REQUIRED WORK
Copy all entries exactly, and wherever an entry holds a picture, leave that picture out.

Records from a collection
-- -- --

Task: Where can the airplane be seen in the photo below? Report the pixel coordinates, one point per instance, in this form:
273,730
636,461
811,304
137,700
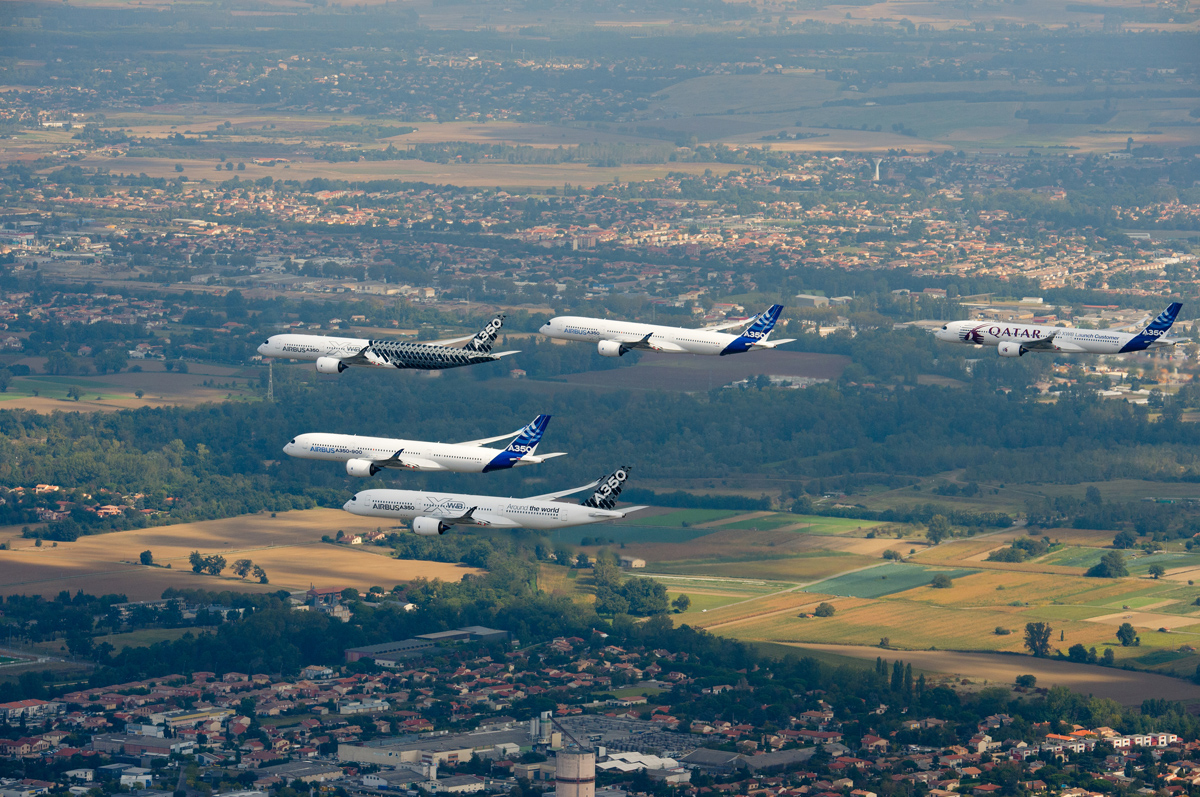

-- -- --

FINISHED TASK
Task: Where can the airplane be seen in the photo below? Report the pixel coordinates, one point per instance, in this form:
273,730
636,461
811,304
137,700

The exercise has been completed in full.